• _WRITTEN TASK 1_: Report every line of the records that contains the word "wooden", copying each line in full.

• _TEXT TO READ_:
(begin)
You "fair weather" brothers are missing all the fun...
Try the same trails in -25 temps with about 3 feet of snow - that'll make a real man out of you...
Let me explain...
The first thing you have to do is try to get your truck started.
If you are successful, then you have to get it to engauge into 4 wheel drive. If all that goes well, you are half way home...
The next step is to brush off all the snow that you have up to about your waist so that once the heater starts working you don't end up soaking wet when the heater starts working and being soaking wet with 4 layers on is no fun - trust me, long johns and doubled pants all wet can rub you in places you didn't even know you had - and getting to them to itch or anything else is about impossible.
You also don't want to fog over the inside windows - becasue they will frost over and you can't see a thing - all day...
Then, once you are inside the vehicle - it is running, all is good - you look out the windows and realize that you forgot to scrape them, so it is back out to do that. Then is when you discover that the ice is so hard that it will not give way. You chip and scrape for a while and finally get a hole large enough - right near where the defroster is starting to do its job - and you repeat the getting the snow off everything process...
Finally, you are ready to drive away - and with your neck craned at an almost impossible angle you try to avoid hitting your wife's car in the driveway next to you becasue you can't see out any of your windows, except for that little spot you cleared on the windshield.
(end)
• _WRITTEN TASK 2_: Go on with the account of getting a truck going in deep winter snow, picking up right after its last sentence.

• _DATA FOR PROCESSING_:
(begin)
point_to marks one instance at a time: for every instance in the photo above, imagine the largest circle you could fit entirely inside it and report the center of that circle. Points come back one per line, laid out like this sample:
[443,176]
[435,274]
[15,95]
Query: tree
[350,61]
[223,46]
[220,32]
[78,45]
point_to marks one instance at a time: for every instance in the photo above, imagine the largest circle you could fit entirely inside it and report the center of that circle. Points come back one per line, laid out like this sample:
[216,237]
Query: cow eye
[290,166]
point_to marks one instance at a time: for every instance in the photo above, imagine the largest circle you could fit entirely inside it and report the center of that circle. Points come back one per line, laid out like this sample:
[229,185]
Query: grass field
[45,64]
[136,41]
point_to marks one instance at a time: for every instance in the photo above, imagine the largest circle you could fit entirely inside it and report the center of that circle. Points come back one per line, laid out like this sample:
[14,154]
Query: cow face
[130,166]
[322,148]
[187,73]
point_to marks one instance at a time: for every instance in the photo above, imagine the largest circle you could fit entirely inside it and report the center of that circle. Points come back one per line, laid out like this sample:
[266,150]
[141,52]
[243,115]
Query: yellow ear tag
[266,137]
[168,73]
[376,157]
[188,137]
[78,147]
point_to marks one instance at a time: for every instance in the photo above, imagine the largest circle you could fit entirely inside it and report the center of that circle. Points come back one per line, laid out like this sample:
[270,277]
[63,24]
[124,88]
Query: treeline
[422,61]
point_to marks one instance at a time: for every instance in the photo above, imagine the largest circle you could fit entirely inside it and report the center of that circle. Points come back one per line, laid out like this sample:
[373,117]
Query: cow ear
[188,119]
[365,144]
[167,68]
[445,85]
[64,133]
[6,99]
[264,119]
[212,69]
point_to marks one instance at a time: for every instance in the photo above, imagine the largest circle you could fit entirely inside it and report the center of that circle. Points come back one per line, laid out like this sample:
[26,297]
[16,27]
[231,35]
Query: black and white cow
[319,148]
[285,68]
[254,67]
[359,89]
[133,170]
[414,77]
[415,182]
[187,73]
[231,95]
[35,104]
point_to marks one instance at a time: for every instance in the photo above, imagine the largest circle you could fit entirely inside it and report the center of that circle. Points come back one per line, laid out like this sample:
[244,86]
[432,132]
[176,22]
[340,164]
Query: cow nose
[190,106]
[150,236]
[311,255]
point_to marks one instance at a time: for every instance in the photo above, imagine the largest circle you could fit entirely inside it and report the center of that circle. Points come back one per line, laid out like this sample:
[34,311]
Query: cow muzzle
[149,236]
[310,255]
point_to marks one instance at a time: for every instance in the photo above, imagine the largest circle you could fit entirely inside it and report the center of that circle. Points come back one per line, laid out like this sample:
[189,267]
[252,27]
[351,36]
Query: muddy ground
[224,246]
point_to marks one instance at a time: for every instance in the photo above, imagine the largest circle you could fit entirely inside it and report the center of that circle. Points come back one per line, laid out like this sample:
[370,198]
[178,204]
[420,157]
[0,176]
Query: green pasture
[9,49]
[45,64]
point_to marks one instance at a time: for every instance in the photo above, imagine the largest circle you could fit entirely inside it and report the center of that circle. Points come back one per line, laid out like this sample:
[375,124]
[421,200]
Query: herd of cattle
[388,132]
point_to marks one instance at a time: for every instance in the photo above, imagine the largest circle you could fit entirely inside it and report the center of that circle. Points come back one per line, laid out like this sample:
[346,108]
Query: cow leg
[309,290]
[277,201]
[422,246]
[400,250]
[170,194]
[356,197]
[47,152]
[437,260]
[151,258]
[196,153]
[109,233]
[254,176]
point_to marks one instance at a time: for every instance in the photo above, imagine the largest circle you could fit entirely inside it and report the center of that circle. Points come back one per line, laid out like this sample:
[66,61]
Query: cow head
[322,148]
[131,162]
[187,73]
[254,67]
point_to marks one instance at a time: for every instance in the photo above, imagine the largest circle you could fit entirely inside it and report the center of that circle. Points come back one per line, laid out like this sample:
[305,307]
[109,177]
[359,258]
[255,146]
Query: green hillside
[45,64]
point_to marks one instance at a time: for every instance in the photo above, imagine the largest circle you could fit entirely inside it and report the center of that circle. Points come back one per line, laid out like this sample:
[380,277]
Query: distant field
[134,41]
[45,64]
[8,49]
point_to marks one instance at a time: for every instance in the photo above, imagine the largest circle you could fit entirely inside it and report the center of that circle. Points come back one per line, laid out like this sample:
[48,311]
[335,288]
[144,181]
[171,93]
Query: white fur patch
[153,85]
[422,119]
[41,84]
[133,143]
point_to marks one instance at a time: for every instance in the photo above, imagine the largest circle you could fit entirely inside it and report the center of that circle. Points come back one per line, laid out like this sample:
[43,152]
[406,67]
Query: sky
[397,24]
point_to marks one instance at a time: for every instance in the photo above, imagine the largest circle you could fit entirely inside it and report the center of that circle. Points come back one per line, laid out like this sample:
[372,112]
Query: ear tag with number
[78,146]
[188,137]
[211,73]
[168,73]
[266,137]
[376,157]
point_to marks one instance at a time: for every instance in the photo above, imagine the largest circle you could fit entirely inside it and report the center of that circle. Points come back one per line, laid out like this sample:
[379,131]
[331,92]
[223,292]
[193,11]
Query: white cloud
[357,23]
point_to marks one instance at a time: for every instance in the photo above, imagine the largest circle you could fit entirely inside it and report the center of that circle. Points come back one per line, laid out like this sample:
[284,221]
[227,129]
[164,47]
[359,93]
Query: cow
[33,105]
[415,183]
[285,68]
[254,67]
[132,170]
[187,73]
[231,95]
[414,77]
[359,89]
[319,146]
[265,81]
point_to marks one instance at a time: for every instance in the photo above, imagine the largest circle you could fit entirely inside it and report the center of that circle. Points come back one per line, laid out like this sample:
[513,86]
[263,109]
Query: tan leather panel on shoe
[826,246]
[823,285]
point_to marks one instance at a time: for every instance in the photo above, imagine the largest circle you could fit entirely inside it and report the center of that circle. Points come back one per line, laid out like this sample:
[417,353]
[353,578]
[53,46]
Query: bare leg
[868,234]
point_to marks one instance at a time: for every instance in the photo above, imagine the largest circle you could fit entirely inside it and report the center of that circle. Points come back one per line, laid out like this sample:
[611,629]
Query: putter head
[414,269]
(end)
(begin)
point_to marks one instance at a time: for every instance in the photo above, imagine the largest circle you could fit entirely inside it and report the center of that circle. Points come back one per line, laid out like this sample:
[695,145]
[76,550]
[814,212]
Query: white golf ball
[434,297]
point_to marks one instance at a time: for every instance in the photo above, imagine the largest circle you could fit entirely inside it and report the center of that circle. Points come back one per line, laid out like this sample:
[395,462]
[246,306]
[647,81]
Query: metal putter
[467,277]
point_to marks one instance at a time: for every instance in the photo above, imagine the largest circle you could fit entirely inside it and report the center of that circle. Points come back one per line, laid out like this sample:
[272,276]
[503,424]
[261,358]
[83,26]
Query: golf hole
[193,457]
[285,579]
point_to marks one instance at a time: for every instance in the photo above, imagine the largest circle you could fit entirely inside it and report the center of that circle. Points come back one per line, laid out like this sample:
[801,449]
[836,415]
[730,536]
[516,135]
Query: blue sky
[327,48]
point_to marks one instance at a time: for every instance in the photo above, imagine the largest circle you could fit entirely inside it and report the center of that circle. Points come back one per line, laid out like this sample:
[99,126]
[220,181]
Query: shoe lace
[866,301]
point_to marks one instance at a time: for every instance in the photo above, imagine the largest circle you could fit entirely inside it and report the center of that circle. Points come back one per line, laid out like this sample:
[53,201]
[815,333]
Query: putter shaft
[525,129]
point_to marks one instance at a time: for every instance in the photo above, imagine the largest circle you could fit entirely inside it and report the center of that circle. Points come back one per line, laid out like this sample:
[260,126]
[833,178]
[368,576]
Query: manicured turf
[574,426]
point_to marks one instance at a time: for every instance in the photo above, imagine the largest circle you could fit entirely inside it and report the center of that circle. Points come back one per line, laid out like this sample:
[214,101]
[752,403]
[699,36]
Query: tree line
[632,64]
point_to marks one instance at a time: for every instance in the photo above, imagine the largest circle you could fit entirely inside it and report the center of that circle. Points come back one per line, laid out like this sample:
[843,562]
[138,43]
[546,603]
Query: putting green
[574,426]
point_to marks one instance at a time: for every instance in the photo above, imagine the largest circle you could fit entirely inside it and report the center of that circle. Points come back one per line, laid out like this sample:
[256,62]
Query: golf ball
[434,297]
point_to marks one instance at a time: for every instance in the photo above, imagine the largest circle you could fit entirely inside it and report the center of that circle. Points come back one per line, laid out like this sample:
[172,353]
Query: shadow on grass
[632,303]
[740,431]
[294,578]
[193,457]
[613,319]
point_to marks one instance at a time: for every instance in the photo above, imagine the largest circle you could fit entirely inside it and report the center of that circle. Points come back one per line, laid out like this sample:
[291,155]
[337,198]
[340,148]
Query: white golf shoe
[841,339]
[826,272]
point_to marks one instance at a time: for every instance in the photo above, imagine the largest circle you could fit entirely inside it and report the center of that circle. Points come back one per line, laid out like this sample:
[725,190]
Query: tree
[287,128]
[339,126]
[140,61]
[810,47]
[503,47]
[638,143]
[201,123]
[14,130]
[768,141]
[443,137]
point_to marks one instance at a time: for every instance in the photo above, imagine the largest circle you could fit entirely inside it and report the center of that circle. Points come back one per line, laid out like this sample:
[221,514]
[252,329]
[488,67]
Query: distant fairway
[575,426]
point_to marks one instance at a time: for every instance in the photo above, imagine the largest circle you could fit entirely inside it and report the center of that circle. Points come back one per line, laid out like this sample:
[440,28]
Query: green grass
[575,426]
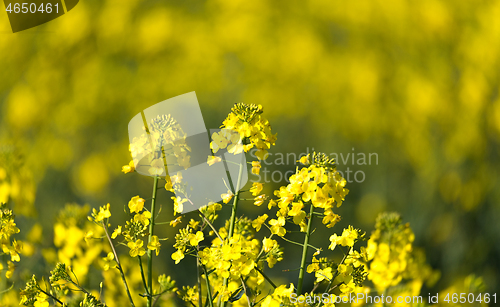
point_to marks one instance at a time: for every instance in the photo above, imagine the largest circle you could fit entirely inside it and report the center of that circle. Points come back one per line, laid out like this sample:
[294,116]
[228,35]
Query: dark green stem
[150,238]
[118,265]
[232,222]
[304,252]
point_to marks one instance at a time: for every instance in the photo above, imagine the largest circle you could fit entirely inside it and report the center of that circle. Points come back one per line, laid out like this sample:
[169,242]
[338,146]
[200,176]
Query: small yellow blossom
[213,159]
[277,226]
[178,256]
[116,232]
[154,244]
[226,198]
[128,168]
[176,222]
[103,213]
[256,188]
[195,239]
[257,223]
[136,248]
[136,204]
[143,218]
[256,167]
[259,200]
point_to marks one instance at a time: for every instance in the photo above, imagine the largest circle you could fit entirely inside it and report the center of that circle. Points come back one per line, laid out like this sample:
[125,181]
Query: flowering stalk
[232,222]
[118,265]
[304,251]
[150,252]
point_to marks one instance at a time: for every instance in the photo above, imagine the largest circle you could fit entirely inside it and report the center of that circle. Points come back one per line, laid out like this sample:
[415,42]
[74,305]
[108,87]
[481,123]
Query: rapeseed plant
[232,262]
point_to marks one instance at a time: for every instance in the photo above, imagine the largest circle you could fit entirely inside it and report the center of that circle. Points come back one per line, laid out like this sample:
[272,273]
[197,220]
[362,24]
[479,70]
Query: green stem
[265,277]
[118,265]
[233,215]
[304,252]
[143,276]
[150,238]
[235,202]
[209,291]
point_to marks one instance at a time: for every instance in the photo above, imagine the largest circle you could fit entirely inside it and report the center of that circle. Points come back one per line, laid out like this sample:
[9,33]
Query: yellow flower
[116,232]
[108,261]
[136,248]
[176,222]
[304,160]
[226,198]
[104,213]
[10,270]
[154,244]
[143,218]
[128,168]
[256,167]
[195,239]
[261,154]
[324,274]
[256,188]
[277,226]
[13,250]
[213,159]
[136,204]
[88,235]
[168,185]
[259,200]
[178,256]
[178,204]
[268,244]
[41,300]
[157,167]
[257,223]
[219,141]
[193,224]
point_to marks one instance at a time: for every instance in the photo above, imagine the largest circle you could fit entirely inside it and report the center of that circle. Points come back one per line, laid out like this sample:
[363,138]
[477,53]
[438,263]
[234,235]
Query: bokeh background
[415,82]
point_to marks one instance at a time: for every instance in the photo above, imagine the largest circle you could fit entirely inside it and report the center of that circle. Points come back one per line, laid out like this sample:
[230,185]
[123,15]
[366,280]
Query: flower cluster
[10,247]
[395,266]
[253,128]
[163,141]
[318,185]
(end)
(begin)
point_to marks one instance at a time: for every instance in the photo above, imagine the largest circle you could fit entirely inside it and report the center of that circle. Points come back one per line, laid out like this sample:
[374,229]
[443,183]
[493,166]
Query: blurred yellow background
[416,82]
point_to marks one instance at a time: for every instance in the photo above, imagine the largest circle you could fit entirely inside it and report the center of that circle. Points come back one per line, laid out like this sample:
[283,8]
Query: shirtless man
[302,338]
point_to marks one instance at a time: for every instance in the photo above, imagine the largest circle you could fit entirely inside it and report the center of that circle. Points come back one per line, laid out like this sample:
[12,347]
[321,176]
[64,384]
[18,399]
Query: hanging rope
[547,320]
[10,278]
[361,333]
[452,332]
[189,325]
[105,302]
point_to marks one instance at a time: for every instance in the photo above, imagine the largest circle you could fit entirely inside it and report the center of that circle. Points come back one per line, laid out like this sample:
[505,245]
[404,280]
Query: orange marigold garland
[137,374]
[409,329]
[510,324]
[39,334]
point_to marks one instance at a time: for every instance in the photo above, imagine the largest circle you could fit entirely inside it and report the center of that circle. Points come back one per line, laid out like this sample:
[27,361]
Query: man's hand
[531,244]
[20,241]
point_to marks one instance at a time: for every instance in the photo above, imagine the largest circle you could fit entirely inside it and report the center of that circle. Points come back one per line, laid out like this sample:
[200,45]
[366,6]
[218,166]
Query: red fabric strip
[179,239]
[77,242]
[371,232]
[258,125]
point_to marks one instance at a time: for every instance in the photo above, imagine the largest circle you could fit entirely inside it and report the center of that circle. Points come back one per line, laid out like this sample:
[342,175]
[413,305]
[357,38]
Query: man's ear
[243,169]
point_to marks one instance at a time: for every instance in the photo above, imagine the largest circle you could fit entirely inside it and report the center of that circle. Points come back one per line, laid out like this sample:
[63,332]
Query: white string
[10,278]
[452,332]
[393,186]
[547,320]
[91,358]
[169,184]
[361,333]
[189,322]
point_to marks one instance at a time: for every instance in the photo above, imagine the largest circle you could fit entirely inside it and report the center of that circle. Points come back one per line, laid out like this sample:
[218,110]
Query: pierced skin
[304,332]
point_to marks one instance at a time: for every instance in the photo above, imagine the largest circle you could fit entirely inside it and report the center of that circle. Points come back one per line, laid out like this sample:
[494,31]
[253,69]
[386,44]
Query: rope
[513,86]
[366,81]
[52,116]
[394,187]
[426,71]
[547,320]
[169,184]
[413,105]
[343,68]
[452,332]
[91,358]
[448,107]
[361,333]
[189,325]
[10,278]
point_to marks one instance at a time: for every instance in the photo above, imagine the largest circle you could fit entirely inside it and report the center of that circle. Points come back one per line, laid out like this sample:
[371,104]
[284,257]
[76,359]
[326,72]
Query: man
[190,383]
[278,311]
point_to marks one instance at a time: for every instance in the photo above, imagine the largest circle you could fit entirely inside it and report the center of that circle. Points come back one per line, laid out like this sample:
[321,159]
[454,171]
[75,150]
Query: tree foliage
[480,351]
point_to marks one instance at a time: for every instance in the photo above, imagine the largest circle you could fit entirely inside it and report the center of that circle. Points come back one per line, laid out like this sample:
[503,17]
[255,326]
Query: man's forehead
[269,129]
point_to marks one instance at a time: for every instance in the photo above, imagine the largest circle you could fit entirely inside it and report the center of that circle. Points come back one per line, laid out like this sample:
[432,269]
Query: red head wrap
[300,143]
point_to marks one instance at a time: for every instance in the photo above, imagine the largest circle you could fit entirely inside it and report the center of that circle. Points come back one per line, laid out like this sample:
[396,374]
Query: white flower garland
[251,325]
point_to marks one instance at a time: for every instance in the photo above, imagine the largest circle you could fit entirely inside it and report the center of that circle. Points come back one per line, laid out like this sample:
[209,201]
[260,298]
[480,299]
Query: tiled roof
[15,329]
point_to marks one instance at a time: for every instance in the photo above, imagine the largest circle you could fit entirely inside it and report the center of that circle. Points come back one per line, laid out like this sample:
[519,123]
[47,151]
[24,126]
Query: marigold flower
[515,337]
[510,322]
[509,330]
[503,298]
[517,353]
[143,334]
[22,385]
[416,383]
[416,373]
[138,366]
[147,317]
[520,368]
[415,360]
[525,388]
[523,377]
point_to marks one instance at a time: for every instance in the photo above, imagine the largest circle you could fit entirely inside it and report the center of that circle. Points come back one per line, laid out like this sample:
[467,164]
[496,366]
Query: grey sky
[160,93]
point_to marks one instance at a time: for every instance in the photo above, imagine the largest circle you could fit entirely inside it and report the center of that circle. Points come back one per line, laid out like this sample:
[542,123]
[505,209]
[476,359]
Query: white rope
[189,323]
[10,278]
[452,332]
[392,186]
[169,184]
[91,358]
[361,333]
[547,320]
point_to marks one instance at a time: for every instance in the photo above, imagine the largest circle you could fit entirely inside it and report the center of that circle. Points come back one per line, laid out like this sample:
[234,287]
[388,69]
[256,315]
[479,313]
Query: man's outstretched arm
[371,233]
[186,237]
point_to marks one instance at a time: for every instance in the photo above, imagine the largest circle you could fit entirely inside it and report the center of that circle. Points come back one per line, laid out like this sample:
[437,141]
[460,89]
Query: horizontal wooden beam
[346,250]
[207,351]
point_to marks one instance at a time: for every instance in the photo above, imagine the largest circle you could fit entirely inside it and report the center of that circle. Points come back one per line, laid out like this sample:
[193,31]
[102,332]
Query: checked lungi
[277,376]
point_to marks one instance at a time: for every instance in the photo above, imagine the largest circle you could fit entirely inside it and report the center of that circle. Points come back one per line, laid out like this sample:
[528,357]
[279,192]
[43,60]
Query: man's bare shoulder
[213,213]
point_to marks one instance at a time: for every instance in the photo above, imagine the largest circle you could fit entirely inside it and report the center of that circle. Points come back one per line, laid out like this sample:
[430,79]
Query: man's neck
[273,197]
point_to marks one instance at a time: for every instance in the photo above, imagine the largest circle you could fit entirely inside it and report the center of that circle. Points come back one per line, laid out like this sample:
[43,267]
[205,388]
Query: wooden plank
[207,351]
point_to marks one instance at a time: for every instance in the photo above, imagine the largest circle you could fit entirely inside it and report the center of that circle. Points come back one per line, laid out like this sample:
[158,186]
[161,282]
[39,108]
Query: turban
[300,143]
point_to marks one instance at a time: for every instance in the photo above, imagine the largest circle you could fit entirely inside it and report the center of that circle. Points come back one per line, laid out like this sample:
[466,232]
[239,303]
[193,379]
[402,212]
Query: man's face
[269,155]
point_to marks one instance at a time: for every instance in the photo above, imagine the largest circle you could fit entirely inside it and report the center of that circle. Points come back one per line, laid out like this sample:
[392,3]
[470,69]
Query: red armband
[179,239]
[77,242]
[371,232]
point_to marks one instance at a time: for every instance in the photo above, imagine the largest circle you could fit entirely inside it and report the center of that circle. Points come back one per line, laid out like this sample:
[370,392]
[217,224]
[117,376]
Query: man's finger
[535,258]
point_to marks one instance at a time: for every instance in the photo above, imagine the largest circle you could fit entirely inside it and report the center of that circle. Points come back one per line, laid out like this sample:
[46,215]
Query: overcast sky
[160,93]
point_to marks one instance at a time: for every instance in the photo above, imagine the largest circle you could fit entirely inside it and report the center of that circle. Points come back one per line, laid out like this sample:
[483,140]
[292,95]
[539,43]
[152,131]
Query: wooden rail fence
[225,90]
(end)
• _TASK RESULT 1_:
Query: horizontal wooden beam
Query: wooden plank
Query: wooden rail fence

• _TASK RESULT 2_:
You back up blind - and the tires spin - you rock back and forth in ever increasing frenzy and finally plow a path backwards so that you can get out of the driveway. Then you blast into the road - which has been somewhat plowed, but only enough to create HUGE ruts made of a curious mixture of super-frozen ice, snow, and slush from the gobs of salt that have been thrown down.
On the way to the road, you get hung up on the huge pile of snow that the plow deposited overnight at the end of your driveway - and you discover that it is hard enough to high center the truck - so you go back to vigourous rocking and smashing the throttle only to break free and head right for the neighbor's mailbox - and now your can't stop becasue you have rocketed out on a surface that is slippery like snot and that only allows you to go forward at ever increasing speeds - no matter how hard the brakes are locked up...
You say, "Oh well, just have to replace another mail box," (that is a regular thing anyway - if you dont' get it, the snow plow will) and you drive on only to have to fight with every other idiot in town that is trying to do the same things you are.
Imagine a bunch of people all dressed in at least 4 layers of clothing, scarfs around their faces, windows all frosted over, slipping and sliding around, none being able to stop when they want, but each able to go forward at speeds too fast for conditions - sort of like bumper cars at the fair...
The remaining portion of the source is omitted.